**提示文:**
店舗リノベーションとは
店舗リノベーションは、現状の店舗に備え付けられている電気・ガス・給排水などの付帯設備をより快適に使えるよう、最新機能を導入したり、内装などを改装してお店を新しくリニューアルさせる場合に行われます。
古くなった設備や内装を一新することでより快適な環境に整えたり、イメージを変更することでお客様の注目を集め、コンセプトを変更することでターゲット層を幅広くするなどの効果が期待できます。
店舗リノベーションについてはこちらの記事で詳しく解説しているので、ご参考ください。
店舗リノベーションはコンセプト決めが重要
店舗リノベーションをする際は、店舗のデザインにも繋がるコンセプトをあらかじめ決めておく必要があります。 同じ業種であってもコンセプトによって全く印象の違う店舗となり、必要な工事が変わるほか、ターゲットとなる客層も変わります。
一般的に提供するサービスにそぐわないイメージの内装は、訪れるお客様にとって居心地の悪さや落ち着かない印象を与えます。また、販売店の場合は、そぐわない内装でインパクトを与えすぎると、置いている商品が引き立たず良いものに見えないなどマイナスに働くことが多いです。 一方、あえてサービスよりもインパクトやコンセプトに重点を置くことで、話題性を集めることを狙いにするような場合もあります。これは競争率の激しい業種であれば、他店舗との差異化を生むことに大きな効果を発揮します。
特徴的なコンセプトを持たせた店舗といえば、近年よく見られるのが「カフェ×〇〇」「レストラン×〇〇」など全く違う要素を組み込んだ店舗です。動物と触れ合えることをコンセプトとしたカフェや、異世界に引き込むような世界感溢れるレストラン、スポーツのできる居酒屋などがその例にあげられます。
話題性を持たせることは、新たな集客にも繋がります。 最近ではSNSで話題を集め反響を呼ぶことも多く、フォトジェニックな内装や商品が注目されます。店舗でSNSアカウントを持つことも一般的ともなっており、SNSが広告のような役割をする時代とも言えますので、話題性も軽視できません。
コンセプトがしっかり固まっていれば、リノベーションデザインや必要な工程、材料などもおのずと固まっていきます。 コンセプトをはじめに決めておくことは、リノベーションをする上でまず重要な要素となりますので、計画的なリノベーションのためにもコンセプト決めから始めましょう。
コンセプトの決め方とリノベーション時の注意点
コンセプトはどのように決定していくものなのでしょうか。業種別に見られるコンセプトの特徴や、実際に行うリノベーション時の注意点も見ていきましょう。
居酒屋の場合
【コンセプトの決め方】
居酒屋のコンセプトを決める際に多いのが、主流となる料理から決める方法です。

**指示:** 上の店舗リノベーションの文章から、「店舗リノベーションとは」で始まり「とに大きな効果を発揮します。」まで続く部分を、一字一句変えずに抜き出してください。

セグメンテーションデータ

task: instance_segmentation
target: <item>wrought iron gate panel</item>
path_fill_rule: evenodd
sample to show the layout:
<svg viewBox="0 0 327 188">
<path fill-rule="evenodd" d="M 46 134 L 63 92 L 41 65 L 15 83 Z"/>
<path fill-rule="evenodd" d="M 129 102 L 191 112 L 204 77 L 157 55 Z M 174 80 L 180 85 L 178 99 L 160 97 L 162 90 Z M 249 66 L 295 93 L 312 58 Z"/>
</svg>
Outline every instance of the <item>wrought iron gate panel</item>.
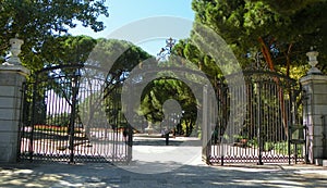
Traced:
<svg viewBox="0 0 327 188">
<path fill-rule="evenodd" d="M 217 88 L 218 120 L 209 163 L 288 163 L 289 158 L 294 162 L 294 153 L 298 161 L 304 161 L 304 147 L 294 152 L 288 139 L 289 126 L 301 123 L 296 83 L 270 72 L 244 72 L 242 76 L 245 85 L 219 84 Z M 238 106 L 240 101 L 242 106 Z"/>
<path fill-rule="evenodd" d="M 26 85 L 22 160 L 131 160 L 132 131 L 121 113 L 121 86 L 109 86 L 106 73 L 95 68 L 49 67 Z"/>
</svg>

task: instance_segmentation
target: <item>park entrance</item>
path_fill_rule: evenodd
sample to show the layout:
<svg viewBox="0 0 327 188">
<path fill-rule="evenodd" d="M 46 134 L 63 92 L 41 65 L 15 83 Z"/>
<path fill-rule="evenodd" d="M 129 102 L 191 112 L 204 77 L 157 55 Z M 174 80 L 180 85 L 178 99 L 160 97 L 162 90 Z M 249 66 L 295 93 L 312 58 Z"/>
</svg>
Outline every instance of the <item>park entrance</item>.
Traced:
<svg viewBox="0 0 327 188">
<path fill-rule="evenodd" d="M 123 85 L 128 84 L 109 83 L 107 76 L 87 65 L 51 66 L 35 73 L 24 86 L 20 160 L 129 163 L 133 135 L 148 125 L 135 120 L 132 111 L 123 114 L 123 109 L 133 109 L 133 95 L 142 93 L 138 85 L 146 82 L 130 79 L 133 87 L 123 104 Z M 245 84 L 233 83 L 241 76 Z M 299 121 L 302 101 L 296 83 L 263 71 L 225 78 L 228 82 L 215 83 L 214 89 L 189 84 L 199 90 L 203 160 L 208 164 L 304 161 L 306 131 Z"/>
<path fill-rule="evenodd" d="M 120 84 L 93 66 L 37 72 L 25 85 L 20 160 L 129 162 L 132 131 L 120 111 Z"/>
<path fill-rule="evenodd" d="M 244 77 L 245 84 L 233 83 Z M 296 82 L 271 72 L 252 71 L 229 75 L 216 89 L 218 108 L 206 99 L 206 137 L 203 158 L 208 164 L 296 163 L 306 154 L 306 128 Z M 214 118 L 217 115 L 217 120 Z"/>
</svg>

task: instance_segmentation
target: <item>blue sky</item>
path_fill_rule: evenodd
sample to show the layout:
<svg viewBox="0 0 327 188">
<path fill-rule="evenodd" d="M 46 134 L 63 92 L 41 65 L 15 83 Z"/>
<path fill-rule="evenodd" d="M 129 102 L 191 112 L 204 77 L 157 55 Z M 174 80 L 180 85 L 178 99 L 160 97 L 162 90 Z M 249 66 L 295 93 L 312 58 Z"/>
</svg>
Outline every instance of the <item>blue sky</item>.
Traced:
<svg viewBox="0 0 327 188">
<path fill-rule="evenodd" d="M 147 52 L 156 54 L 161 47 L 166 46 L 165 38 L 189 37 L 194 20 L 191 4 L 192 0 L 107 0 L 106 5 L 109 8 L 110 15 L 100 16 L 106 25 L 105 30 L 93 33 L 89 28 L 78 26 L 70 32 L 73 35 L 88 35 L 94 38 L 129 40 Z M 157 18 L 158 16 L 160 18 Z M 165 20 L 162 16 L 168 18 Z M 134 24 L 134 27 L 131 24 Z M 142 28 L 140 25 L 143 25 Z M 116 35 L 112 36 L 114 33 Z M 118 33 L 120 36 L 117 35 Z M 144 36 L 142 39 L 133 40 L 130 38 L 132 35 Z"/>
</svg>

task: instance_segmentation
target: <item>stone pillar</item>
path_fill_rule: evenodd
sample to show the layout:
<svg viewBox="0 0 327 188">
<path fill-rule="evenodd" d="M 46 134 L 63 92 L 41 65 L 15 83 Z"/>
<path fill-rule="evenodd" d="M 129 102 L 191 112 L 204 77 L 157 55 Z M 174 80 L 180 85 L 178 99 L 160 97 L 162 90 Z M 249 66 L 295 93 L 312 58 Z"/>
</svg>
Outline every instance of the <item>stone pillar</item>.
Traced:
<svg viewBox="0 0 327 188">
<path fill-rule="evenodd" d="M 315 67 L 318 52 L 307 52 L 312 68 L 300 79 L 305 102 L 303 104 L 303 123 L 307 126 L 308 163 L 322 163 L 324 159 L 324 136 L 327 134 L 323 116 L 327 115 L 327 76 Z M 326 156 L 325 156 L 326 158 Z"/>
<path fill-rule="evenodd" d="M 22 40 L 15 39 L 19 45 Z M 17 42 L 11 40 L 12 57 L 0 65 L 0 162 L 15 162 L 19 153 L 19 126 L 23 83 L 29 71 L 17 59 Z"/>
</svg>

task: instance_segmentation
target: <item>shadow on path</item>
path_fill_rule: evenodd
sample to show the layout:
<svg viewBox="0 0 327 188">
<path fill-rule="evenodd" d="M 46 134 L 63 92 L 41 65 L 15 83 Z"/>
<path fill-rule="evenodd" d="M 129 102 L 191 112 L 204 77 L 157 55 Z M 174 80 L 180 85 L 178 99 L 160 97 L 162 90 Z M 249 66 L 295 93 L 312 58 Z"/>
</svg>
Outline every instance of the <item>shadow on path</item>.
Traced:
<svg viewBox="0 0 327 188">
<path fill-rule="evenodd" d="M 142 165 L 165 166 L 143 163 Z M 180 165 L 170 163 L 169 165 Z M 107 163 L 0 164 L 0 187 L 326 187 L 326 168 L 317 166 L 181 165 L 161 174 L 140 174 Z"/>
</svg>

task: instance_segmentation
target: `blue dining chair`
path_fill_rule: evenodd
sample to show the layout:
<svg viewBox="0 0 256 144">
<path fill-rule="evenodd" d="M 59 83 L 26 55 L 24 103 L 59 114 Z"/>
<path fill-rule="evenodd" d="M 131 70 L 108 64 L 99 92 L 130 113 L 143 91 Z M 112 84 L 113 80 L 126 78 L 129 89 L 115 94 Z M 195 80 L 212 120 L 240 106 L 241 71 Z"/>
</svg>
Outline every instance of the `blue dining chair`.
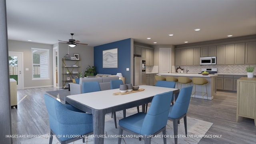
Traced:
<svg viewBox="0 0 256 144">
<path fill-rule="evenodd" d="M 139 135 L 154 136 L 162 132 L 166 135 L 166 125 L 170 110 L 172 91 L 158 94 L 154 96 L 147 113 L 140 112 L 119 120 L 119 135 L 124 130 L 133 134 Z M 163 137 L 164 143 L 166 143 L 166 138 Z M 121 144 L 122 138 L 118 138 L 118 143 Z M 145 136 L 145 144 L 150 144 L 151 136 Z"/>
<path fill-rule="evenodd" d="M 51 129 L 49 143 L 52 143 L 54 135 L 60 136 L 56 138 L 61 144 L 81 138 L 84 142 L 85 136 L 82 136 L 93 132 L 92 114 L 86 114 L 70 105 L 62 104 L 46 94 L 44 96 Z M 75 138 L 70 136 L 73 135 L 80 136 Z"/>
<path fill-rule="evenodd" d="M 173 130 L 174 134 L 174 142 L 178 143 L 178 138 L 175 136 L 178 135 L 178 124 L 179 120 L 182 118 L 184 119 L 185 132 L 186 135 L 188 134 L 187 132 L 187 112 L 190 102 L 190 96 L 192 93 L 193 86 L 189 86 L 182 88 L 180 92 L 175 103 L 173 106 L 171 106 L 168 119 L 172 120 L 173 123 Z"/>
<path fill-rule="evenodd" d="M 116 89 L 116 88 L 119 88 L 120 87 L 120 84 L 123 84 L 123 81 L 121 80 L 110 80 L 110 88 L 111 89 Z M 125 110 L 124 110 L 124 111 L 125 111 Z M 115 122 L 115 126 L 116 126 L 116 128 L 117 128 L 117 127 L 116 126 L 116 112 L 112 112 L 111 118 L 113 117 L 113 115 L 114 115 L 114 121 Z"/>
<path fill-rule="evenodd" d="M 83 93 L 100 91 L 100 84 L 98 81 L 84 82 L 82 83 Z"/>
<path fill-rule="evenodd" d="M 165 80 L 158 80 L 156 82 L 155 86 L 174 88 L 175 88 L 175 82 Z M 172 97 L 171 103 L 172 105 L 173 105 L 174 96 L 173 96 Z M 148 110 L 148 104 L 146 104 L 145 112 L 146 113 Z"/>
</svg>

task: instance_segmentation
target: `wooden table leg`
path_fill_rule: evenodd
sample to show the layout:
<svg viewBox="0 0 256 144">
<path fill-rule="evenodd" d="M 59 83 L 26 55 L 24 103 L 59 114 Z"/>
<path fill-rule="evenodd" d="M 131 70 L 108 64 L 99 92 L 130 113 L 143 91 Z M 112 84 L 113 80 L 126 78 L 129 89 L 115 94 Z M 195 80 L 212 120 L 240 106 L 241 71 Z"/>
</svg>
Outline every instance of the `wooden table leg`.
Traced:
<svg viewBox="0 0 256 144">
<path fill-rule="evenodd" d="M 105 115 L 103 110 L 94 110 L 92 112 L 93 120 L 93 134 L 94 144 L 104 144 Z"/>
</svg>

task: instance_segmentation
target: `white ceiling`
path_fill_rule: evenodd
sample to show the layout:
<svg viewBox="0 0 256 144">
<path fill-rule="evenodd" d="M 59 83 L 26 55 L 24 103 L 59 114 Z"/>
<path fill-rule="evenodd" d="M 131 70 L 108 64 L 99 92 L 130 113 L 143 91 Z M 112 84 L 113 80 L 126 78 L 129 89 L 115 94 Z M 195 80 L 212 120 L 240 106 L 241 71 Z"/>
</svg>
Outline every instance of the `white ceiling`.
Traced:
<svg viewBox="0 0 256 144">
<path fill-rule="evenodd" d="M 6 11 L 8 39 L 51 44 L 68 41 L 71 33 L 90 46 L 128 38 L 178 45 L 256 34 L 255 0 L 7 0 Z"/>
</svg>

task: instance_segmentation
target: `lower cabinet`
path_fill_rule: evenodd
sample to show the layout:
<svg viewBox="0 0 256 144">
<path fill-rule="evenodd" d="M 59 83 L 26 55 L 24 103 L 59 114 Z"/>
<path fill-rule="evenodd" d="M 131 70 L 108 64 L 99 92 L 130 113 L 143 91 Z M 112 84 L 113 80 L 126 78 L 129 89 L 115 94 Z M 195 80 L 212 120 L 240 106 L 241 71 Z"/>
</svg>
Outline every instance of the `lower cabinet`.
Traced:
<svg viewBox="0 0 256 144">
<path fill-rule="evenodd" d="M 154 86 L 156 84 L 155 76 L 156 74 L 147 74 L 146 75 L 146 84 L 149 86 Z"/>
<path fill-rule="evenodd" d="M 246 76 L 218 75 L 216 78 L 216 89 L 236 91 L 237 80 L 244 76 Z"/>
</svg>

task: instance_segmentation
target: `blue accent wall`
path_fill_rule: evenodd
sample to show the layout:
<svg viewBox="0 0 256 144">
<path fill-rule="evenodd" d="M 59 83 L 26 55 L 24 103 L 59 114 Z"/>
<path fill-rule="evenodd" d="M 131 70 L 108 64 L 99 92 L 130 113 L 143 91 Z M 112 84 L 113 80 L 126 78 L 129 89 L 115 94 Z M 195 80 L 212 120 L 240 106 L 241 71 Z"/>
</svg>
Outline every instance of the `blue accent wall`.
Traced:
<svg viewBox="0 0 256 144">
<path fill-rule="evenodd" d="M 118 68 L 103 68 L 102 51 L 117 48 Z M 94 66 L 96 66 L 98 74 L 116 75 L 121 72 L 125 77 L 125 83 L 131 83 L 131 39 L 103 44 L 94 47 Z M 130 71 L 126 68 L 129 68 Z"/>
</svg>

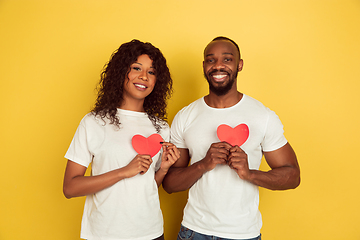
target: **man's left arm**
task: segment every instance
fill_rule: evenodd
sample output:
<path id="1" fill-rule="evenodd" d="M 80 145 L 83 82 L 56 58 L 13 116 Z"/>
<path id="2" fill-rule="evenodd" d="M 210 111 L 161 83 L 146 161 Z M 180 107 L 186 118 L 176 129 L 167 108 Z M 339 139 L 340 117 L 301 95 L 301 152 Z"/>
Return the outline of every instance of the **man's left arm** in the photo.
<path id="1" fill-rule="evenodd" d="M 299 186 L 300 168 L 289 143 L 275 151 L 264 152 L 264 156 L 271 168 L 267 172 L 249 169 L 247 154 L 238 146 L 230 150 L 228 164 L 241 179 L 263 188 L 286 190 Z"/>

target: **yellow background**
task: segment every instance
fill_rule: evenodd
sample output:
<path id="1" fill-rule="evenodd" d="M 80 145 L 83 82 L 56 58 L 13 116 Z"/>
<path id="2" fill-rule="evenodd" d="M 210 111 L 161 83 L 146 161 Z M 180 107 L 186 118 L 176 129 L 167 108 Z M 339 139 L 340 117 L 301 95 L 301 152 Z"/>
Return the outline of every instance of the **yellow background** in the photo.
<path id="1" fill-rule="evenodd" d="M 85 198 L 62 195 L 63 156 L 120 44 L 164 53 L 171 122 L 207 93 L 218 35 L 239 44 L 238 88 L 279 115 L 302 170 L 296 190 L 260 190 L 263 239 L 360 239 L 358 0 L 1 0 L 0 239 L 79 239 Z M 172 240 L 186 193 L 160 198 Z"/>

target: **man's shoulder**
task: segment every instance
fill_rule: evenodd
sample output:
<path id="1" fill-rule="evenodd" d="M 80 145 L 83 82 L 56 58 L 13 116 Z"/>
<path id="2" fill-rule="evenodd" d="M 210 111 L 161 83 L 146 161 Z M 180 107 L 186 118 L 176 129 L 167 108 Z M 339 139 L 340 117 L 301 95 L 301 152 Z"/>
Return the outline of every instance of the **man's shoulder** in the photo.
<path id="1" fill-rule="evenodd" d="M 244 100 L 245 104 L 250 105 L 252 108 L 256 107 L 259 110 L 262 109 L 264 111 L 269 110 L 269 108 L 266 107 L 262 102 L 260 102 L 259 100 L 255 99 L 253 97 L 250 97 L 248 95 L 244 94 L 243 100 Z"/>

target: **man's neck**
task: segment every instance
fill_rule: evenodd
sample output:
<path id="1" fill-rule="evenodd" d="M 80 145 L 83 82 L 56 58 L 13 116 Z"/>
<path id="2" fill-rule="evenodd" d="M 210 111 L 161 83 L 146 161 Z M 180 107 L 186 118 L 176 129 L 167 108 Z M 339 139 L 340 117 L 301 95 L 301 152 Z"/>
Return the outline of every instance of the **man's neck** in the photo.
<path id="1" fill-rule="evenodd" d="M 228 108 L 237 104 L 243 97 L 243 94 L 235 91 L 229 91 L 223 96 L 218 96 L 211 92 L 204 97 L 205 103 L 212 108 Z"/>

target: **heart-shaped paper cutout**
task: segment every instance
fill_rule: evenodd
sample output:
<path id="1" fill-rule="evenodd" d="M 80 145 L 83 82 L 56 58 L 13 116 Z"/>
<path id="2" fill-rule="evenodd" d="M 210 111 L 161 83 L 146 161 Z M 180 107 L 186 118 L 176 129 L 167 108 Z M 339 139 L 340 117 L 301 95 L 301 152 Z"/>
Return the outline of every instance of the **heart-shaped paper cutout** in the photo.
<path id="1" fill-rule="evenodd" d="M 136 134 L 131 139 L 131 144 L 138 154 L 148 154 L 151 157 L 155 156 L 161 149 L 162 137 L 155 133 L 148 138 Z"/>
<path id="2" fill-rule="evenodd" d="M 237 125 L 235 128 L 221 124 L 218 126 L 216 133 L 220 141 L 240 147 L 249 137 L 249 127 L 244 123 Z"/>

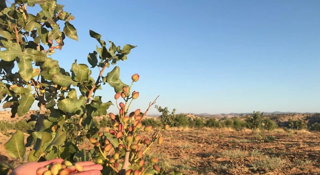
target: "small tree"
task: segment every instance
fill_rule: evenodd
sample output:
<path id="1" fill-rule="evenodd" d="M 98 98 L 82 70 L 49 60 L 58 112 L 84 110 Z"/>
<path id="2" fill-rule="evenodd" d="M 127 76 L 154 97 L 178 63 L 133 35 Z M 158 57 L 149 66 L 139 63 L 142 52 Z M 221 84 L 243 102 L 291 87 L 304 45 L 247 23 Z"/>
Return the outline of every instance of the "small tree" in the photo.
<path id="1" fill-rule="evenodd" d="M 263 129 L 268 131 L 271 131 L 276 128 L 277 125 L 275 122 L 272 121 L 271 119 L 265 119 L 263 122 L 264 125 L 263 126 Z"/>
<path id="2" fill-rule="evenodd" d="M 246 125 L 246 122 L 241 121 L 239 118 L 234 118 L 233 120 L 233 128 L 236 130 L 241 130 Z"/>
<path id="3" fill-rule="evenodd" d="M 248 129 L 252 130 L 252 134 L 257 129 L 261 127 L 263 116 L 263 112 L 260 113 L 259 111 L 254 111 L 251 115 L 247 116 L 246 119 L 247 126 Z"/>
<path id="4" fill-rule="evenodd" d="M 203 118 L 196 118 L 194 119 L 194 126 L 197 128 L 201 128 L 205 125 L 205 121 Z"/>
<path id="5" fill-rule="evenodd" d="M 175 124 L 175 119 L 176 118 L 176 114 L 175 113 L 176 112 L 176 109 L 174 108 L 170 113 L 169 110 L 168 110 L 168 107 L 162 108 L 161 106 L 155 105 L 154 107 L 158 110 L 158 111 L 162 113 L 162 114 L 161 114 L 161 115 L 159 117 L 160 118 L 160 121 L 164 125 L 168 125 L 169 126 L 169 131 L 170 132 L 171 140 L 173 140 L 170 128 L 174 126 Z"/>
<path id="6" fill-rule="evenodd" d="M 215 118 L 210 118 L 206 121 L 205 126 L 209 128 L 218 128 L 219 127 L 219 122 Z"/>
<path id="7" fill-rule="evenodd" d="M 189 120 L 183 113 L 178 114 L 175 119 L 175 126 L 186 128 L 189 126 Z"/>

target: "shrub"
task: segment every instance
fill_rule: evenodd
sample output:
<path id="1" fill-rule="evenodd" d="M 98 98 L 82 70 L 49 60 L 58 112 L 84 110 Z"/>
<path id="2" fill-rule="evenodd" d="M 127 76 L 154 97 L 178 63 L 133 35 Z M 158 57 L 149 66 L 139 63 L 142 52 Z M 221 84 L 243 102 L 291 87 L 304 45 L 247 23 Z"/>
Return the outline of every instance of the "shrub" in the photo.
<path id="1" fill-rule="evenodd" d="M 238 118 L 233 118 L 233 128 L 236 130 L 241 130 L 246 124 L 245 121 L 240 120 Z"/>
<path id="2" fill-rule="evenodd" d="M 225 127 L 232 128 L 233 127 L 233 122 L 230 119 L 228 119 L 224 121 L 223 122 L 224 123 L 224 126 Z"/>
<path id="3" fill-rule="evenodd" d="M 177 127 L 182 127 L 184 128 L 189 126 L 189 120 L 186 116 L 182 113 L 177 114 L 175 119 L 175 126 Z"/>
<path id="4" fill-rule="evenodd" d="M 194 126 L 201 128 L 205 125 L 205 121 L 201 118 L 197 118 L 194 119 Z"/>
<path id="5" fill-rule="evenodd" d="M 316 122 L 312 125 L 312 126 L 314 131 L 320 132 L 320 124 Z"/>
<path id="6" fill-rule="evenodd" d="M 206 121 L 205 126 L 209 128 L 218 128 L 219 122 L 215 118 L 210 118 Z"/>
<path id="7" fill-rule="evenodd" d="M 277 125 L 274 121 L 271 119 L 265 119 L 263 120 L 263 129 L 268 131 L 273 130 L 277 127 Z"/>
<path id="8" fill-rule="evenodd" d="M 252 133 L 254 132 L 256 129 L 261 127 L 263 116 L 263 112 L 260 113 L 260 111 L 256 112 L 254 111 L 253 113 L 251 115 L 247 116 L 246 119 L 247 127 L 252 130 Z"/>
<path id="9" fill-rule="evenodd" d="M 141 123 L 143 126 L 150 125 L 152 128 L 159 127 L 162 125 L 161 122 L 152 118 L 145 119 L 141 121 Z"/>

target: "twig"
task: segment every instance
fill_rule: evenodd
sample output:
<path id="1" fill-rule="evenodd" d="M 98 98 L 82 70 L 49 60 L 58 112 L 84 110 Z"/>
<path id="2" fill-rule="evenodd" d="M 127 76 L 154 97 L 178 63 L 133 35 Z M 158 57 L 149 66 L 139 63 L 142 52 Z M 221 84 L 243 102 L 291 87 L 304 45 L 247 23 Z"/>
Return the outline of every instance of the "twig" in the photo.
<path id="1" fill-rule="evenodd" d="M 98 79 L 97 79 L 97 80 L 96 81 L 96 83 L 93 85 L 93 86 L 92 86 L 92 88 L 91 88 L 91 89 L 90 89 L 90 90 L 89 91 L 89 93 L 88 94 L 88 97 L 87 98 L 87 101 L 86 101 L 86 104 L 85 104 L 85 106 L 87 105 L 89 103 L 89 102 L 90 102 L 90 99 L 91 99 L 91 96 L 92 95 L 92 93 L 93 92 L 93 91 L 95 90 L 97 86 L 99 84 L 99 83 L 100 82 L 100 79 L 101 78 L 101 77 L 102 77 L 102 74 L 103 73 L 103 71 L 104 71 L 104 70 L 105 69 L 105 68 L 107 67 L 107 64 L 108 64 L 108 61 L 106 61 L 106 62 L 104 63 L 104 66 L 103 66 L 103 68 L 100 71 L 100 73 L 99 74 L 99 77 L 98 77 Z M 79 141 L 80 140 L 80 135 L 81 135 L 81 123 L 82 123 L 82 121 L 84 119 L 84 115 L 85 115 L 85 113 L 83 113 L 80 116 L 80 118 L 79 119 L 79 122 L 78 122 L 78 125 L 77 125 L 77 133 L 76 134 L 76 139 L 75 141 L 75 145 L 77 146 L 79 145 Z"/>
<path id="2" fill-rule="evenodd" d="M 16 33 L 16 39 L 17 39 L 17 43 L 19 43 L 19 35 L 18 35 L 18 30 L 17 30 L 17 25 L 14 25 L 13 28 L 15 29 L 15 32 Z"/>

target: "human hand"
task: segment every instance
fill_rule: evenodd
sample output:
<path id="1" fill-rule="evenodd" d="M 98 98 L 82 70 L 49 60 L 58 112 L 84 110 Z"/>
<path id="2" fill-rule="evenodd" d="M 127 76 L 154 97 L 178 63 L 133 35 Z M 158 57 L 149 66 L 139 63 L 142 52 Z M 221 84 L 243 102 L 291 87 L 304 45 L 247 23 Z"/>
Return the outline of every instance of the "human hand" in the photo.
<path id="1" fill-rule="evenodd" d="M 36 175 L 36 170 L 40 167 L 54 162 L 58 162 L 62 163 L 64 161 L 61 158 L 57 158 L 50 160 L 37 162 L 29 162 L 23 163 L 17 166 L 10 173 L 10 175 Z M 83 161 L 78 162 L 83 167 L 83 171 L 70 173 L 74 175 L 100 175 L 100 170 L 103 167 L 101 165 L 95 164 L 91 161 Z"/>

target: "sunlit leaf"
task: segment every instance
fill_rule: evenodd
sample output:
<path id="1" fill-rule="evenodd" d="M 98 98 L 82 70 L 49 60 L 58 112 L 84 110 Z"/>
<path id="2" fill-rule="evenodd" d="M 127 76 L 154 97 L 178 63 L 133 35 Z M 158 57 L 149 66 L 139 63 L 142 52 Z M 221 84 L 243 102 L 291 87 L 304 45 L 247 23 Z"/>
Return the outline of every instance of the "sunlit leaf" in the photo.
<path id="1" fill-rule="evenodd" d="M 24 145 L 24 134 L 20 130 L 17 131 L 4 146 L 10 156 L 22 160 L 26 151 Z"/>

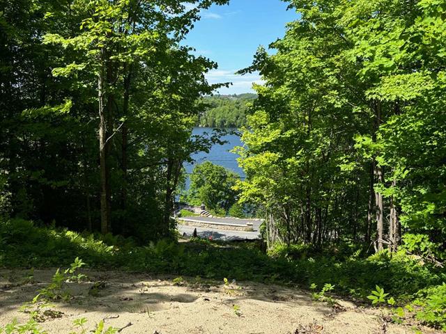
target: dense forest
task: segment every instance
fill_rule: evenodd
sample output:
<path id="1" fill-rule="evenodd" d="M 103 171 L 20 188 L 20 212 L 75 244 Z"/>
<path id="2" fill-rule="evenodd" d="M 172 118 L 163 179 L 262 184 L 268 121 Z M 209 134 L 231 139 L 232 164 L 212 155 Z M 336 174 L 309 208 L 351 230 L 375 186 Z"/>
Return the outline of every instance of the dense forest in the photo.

**解答:**
店舗リノベーションとは
店舗リノベーションは、現状の店舗に備え付けられている電気・ガス・給排水などの付帯設備をより快適に使えるよう、最新機能を導入したり、内装などを改装してお店を新しくリニューアルさせる場合に行われます。
古くなった設備や内装を一新することでより快適な環境に整えたり、イメージを変更することでお客様の注目を集め、コンセプトを変更することでターゲット層を幅広くするなどの効果が期待できます。
店舗リノベーションについてはこちらの記事で詳しく解説しているので、ご参考ください。
店舗リノベーションはコンセプト決めが重要
店舗リノベーションをする際は、店舗のデザインにも繋がるコンセプトをあらかじめ決めておく必要があります。 同じ業種であってもコンセプトによって全く印象の違う店舗となり、必要な工事が変わるほか、ターゲットとなる客層も変わります。
一般的に提供するサービスにそぐわないイメージの内装は、訪れるお客様にとって居心地の悪さや落ち着かない印象を与えます。また、販売店の場合は、そぐわない内装でインパクトを与えすぎると、置いている商品が引き立たず良いものに見えないなどマイナスに働くことが多いです。 一方、あえてサービスよりもインパクトやコンセプトに重点を置くことで、話題性を集めることを狙いにするような場合もあります。これは競争率の激しい業種であれば、他店舗との差異化を生むことに大きな効果を発揮します。